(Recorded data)
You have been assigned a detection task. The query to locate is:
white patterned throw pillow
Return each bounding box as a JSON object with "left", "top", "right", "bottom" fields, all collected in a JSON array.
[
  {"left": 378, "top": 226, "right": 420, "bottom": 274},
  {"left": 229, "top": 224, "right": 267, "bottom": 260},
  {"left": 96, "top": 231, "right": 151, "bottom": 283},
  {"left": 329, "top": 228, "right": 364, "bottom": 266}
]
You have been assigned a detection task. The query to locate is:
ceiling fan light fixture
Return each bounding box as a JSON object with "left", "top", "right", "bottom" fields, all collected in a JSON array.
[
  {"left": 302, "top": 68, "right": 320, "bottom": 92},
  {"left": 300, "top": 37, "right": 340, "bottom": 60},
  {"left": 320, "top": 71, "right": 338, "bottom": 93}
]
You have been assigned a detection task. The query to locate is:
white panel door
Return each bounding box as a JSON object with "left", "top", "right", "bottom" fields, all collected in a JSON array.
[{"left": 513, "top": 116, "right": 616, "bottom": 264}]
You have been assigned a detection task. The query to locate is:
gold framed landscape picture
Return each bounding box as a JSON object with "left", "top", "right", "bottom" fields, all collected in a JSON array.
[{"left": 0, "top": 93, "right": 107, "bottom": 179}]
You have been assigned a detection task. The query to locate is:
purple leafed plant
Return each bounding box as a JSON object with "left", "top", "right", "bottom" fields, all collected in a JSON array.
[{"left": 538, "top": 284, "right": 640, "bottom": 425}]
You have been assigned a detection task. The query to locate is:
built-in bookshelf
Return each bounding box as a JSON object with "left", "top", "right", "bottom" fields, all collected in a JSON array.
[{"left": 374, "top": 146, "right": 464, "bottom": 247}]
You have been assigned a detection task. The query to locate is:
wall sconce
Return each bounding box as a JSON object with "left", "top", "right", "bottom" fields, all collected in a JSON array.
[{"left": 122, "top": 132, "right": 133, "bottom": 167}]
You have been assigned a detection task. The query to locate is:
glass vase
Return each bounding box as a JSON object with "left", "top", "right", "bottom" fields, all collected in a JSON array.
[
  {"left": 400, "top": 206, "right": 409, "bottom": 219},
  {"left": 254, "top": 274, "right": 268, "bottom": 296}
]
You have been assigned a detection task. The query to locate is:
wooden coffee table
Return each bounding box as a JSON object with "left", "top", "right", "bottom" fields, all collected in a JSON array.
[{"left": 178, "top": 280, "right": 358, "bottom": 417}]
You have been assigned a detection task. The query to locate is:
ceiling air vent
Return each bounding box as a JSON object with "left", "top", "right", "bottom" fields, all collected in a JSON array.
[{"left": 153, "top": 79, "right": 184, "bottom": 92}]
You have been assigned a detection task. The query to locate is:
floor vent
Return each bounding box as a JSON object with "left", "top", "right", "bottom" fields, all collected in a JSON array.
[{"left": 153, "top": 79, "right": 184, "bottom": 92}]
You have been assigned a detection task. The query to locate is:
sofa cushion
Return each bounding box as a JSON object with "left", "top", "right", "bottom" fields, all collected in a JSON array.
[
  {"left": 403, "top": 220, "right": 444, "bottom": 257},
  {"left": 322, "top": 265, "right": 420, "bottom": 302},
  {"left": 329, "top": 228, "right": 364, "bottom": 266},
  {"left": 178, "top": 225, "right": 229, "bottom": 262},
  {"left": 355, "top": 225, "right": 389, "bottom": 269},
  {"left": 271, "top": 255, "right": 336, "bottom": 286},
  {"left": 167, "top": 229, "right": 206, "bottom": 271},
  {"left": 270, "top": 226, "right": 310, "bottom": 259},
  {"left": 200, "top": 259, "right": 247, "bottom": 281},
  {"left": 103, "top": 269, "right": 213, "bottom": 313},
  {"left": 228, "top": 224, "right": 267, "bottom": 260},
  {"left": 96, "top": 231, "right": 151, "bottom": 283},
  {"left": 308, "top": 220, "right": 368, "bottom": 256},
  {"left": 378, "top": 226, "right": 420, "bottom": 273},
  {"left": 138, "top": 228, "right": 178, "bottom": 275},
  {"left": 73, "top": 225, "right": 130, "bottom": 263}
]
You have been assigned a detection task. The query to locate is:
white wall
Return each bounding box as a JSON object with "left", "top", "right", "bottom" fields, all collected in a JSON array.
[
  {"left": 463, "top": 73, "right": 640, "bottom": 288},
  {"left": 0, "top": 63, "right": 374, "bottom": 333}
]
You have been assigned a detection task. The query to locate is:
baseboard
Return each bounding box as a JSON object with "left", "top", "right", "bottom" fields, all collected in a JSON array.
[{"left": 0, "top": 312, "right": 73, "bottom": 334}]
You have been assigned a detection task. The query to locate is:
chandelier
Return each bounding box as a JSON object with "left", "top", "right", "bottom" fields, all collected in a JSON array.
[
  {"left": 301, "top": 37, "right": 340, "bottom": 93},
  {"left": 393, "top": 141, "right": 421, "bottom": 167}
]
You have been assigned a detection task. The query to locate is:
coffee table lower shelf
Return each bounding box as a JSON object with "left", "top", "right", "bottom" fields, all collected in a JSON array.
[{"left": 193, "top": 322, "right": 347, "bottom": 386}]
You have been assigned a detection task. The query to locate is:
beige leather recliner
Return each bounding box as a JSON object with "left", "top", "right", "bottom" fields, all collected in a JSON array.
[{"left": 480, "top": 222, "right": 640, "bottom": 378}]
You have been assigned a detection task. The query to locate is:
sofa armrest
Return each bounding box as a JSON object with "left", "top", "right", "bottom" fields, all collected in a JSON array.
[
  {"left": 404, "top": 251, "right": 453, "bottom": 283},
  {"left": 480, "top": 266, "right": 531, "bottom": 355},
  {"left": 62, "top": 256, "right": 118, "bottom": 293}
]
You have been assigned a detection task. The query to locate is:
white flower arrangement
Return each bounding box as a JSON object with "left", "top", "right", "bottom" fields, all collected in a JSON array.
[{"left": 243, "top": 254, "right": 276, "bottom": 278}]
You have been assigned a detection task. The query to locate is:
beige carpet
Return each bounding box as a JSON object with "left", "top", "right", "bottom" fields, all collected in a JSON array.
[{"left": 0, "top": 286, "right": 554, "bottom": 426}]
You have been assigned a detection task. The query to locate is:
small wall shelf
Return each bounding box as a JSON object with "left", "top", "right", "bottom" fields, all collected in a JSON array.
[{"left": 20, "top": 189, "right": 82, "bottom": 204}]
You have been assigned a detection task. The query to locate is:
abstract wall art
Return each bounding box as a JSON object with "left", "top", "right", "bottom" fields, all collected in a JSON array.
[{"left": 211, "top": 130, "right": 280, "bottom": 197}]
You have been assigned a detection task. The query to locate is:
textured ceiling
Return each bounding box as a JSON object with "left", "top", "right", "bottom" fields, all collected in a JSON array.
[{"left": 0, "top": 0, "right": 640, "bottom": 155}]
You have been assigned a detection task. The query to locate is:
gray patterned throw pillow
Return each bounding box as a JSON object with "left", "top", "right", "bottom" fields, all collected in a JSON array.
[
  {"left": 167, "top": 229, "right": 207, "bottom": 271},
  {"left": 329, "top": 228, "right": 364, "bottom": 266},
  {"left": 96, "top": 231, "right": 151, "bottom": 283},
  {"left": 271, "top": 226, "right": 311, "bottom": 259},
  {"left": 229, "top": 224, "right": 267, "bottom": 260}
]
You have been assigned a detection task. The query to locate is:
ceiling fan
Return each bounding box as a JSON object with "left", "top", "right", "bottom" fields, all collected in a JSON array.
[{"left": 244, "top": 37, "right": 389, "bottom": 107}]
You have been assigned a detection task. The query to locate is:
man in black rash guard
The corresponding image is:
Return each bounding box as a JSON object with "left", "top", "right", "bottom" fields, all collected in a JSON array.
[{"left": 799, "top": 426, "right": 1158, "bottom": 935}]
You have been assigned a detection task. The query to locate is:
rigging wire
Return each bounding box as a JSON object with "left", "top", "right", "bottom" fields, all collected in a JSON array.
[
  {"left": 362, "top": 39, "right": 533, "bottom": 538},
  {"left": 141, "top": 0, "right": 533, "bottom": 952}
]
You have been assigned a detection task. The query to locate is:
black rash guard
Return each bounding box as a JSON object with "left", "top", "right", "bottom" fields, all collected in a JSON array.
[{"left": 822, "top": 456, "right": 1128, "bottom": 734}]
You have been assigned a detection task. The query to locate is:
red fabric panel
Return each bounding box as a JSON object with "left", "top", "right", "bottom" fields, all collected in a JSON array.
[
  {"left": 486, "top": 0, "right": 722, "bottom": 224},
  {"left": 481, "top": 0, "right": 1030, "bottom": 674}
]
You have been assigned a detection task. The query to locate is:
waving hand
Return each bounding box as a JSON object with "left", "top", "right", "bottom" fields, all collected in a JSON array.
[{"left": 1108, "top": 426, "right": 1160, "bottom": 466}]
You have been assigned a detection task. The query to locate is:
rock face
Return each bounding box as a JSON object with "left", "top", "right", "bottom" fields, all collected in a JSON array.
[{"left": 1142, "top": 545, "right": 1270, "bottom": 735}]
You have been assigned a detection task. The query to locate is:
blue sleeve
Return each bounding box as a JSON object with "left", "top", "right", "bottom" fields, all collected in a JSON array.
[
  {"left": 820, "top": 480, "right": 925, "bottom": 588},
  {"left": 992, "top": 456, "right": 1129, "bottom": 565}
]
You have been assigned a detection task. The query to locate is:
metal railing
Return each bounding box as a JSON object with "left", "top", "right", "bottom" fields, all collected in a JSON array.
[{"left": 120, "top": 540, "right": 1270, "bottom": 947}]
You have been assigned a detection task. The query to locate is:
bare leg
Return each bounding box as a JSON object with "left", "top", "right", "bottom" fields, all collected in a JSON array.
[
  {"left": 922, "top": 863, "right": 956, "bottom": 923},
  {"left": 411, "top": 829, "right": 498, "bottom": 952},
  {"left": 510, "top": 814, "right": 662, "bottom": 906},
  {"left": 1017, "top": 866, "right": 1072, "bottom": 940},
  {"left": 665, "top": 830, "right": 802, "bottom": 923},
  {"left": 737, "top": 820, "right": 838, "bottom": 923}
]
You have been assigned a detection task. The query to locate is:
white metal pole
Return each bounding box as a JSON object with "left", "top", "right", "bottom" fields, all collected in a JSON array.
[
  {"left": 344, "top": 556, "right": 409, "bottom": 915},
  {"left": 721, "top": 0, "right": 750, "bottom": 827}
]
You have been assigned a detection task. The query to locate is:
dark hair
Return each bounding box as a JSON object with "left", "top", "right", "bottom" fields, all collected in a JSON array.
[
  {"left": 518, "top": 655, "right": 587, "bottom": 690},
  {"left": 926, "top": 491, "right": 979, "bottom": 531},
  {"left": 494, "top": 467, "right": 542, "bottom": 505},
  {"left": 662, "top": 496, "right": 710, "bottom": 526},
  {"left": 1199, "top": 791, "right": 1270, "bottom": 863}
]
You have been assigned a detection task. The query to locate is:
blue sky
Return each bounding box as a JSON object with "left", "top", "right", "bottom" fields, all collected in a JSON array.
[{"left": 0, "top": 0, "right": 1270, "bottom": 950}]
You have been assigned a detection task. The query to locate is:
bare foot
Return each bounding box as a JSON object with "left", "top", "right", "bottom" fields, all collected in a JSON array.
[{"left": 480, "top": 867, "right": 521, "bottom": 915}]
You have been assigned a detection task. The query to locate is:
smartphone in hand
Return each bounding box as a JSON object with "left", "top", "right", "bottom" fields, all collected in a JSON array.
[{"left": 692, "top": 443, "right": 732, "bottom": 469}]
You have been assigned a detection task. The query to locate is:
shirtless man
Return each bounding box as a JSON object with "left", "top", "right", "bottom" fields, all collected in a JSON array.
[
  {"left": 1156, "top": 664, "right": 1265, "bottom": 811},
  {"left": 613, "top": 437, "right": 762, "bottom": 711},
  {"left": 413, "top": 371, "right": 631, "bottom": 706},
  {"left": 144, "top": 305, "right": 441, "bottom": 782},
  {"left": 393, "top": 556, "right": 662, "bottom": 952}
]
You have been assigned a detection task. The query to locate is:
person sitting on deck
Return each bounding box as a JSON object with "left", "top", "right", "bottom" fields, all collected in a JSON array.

## [Instructions for the task]
Please count the lines of the items that contain the string "throw", treating uppercase and lowercase as different, and give only the number.

## [Worked solution]
2